PROBLEM TO WORK ON: Quote the records beneath, complete and exact. Leave out images.

STORED DATA:
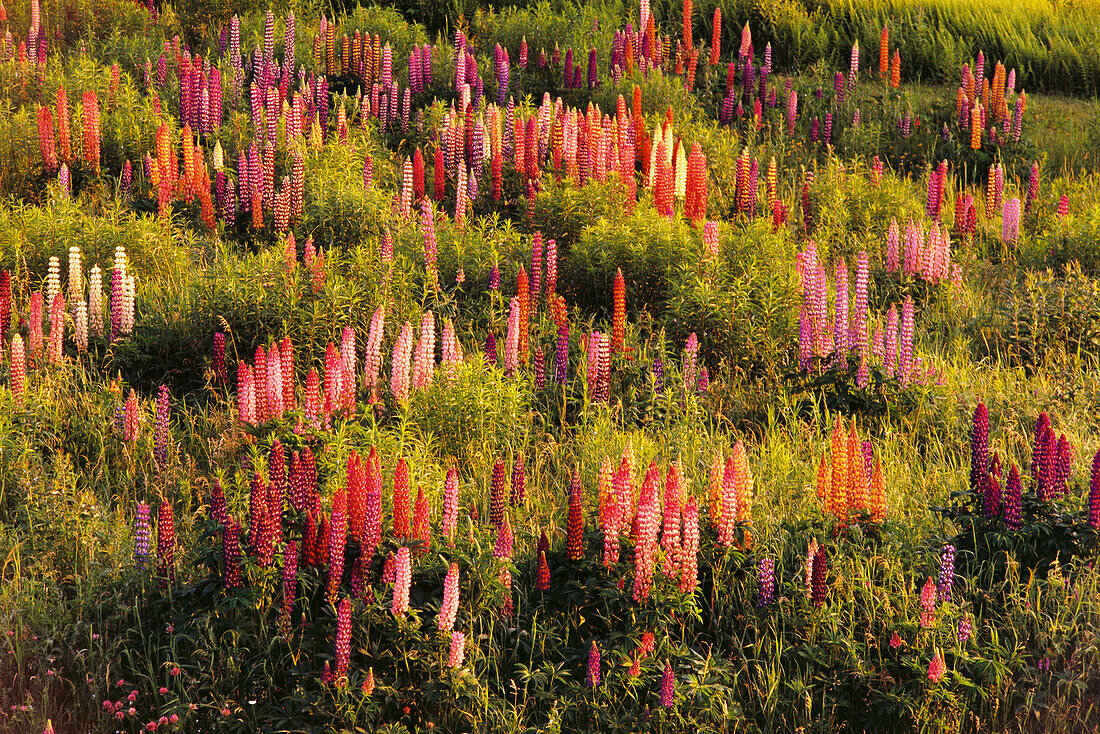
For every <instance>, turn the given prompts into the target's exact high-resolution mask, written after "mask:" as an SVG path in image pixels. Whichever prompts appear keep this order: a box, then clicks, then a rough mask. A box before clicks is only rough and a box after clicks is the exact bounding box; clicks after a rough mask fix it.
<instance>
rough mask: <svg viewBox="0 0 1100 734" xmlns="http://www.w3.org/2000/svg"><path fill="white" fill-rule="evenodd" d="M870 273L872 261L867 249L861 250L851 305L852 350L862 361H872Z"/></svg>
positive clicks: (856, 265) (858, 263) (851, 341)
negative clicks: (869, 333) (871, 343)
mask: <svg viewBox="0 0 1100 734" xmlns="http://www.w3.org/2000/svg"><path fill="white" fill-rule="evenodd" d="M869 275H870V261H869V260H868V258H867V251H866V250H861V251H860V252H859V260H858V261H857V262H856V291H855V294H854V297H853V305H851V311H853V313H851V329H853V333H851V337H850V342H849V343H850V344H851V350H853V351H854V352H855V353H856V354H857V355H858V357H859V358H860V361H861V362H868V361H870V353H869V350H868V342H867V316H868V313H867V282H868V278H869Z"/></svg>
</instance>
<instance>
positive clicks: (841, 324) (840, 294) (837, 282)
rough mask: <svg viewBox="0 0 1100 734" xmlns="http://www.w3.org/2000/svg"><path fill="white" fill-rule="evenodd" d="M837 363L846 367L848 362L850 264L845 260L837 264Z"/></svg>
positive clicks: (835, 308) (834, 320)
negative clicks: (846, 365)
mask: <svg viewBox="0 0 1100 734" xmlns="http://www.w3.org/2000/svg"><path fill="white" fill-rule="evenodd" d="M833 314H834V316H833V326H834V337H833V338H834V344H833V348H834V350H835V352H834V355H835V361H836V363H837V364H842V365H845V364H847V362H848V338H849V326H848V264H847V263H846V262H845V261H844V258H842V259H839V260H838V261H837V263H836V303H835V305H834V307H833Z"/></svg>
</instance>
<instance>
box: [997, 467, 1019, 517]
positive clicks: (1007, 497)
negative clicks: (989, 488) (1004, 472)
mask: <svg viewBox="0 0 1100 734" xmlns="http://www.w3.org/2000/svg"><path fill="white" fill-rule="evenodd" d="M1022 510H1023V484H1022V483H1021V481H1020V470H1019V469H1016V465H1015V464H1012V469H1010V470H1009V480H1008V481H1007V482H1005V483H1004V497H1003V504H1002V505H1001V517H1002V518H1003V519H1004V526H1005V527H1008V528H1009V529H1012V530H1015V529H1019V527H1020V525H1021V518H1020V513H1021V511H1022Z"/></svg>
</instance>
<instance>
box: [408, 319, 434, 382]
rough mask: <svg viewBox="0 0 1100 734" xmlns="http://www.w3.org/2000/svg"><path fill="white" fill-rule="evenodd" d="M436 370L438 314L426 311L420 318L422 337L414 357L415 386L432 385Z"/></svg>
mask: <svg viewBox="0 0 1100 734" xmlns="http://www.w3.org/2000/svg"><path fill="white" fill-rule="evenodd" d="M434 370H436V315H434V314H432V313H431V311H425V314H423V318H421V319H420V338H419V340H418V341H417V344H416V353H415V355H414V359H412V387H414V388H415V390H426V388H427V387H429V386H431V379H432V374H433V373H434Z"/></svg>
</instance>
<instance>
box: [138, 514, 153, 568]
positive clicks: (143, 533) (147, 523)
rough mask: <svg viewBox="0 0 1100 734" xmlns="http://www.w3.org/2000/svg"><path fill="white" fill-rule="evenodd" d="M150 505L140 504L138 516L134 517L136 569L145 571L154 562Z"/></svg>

REPLY:
For every <instance>, turn the given prompts into the target's exact high-resolution mask, written after "mask:" as an SVG path in image pixels. Whichever prompts appear keep this order: a box, then clicks, then a rough mask. A box before clicks is only rough and a box after clicks is the exact bounding box; clicks after a rough mask fix it.
<instance>
rough mask: <svg viewBox="0 0 1100 734" xmlns="http://www.w3.org/2000/svg"><path fill="white" fill-rule="evenodd" d="M870 273L872 261L867 249L861 250L851 305L852 350L862 361H872Z"/></svg>
positive clicks: (856, 265) (858, 263) (851, 341)
negative clicks: (869, 333) (871, 343)
mask: <svg viewBox="0 0 1100 734" xmlns="http://www.w3.org/2000/svg"><path fill="white" fill-rule="evenodd" d="M869 275H870V261H869V260H868V258H867V251H866V250H861V251H860V252H859V260H858V261H857V262H856V291H855V294H854V297H853V305H851V311H853V313H851V329H853V333H851V337H850V342H849V343H850V344H851V350H853V351H854V352H855V353H856V354H857V355H858V357H859V358H860V361H861V362H868V361H870V353H869V350H868V342H867V316H868V313H867V282H868V278H869Z"/></svg>
</instance>
<instance>
positive clicks: (841, 324) (840, 294) (837, 282)
rough mask: <svg viewBox="0 0 1100 734" xmlns="http://www.w3.org/2000/svg"><path fill="white" fill-rule="evenodd" d="M837 363L846 367L848 362L850 264L845 260L837 264Z"/></svg>
positive clicks: (835, 308) (834, 320)
negative clicks: (846, 365)
mask: <svg viewBox="0 0 1100 734" xmlns="http://www.w3.org/2000/svg"><path fill="white" fill-rule="evenodd" d="M833 314H834V316H833V326H834V337H833V338H834V344H833V348H834V350H835V352H834V355H835V361H836V363H837V364H842V365H845V364H847V362H848V338H849V326H848V264H847V263H846V262H845V261H844V258H842V259H839V260H838V261H837V263H836V303H835V305H834V307H833Z"/></svg>
</instance>
<instance>
box: [997, 467, 1019, 517]
positive clicks: (1007, 497)
negative clicks: (989, 488) (1004, 472)
mask: <svg viewBox="0 0 1100 734" xmlns="http://www.w3.org/2000/svg"><path fill="white" fill-rule="evenodd" d="M1022 510H1023V484H1022V483H1021V481H1020V470H1019V469H1016V465H1015V464H1012V469H1010V470H1009V480H1008V481H1007V482H1005V483H1004V497H1003V504H1002V505H1001V517H1002V518H1003V519H1004V526H1005V527H1008V528H1009V529H1012V530H1015V529H1019V527H1020V525H1021V518H1020V513H1021V511H1022Z"/></svg>
</instance>
<instance>
box: [408, 319, 434, 382]
rough mask: <svg viewBox="0 0 1100 734" xmlns="http://www.w3.org/2000/svg"><path fill="white" fill-rule="evenodd" d="M436 370L438 314L426 311L420 318L422 337L414 357L415 386L432 385Z"/></svg>
mask: <svg viewBox="0 0 1100 734" xmlns="http://www.w3.org/2000/svg"><path fill="white" fill-rule="evenodd" d="M434 370H436V315H434V314H432V313H431V311H425V314H423V318H421V319H420V338H419V340H418V341H417V344H416V353H415V355H414V359H412V387H414V388H415V390H426V388H427V387H429V386H431V379H432V374H433V373H434Z"/></svg>
</instance>
<instance>
box: [138, 514, 153, 568]
positive clicks: (143, 533) (147, 523)
rough mask: <svg viewBox="0 0 1100 734" xmlns="http://www.w3.org/2000/svg"><path fill="white" fill-rule="evenodd" d="M150 505L140 504L138 516L134 517L136 569L145 571L154 562Z"/></svg>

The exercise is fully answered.